- **Written task**
Reproduce verbatim the portion of the material below starting at the line containing "If any whisk tine" and ending at the line containing "left=0, top=44, right=139, bottom=200", including both of those lines.

- **Raw records**
============

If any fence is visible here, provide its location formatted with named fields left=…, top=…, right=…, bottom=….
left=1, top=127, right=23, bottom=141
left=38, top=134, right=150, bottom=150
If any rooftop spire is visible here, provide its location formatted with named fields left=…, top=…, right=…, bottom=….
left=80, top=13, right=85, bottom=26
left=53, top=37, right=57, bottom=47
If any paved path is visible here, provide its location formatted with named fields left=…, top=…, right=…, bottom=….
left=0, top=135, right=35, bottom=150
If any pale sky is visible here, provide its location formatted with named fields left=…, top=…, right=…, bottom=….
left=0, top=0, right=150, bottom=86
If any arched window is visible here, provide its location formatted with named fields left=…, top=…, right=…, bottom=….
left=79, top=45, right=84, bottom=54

============

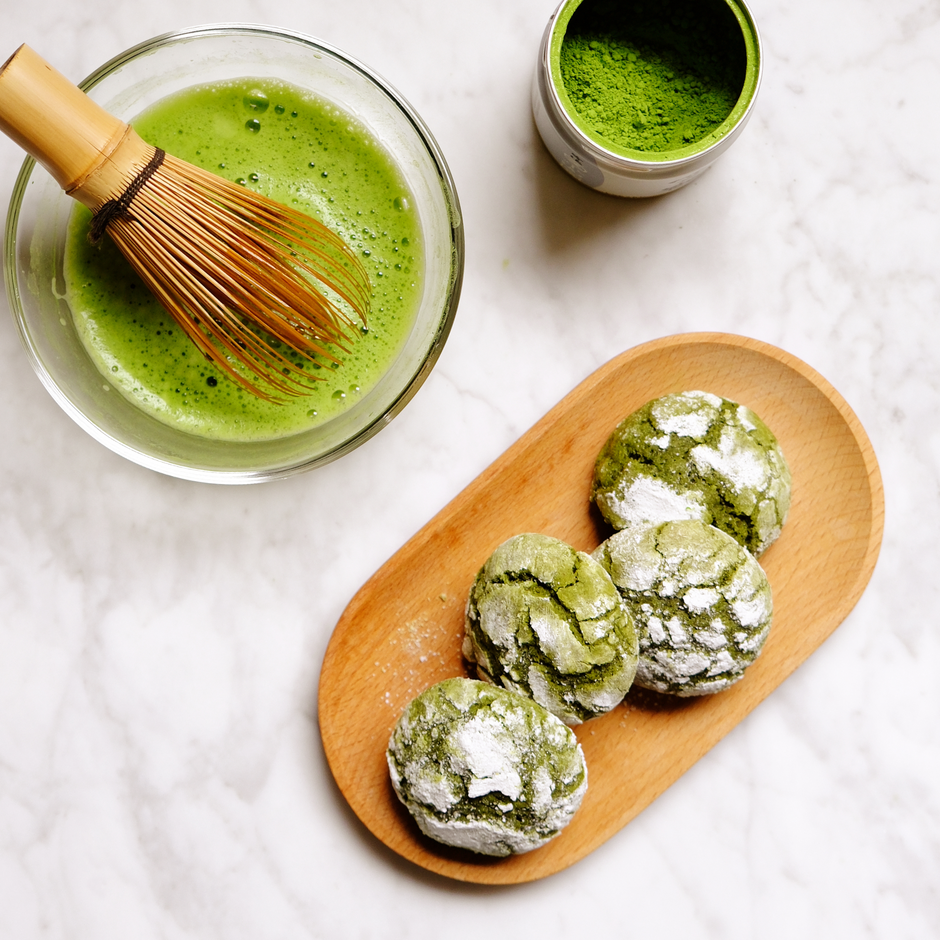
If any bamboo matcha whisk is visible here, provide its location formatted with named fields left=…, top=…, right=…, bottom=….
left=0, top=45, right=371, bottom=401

============

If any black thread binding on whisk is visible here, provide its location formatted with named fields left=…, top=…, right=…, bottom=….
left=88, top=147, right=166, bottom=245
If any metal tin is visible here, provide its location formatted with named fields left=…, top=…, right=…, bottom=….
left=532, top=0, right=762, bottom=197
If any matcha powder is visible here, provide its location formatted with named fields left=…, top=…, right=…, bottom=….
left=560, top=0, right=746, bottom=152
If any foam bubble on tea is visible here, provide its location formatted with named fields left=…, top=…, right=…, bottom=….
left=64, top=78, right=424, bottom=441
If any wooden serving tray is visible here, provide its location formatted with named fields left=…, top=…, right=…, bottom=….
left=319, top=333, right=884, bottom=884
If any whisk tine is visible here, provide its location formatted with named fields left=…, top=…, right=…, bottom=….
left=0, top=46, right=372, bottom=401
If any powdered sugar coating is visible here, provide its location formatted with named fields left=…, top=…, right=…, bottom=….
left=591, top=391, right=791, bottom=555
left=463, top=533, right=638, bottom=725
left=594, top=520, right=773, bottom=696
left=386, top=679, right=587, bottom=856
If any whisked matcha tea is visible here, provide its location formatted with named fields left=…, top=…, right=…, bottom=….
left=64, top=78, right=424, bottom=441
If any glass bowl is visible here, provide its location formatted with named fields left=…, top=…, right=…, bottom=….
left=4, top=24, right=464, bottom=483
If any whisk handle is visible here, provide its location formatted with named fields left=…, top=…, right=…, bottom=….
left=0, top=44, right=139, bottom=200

============

- **Problem solution**
If any whisk tine is visible here, provide its location formatted with named fields left=…, top=…, right=…, bottom=….
left=0, top=46, right=372, bottom=401
If any powdered sugar coating is visible here, provide its location formatted with named fields left=…, top=…, right=…, bottom=….
left=591, top=391, right=791, bottom=555
left=463, top=533, right=638, bottom=725
left=594, top=520, right=773, bottom=696
left=386, top=679, right=587, bottom=856
If any whisked matcha tea is visible here, provide its location formatted with named fields left=…, top=…, right=…, bottom=….
left=64, top=78, right=424, bottom=441
If any glass bowl is visible here, provide its location formatted with named fields left=…, top=…, right=…, bottom=….
left=4, top=24, right=464, bottom=483
If any whisk handle is visible here, provide its location formatted with named fields left=…, top=…, right=…, bottom=….
left=0, top=44, right=139, bottom=200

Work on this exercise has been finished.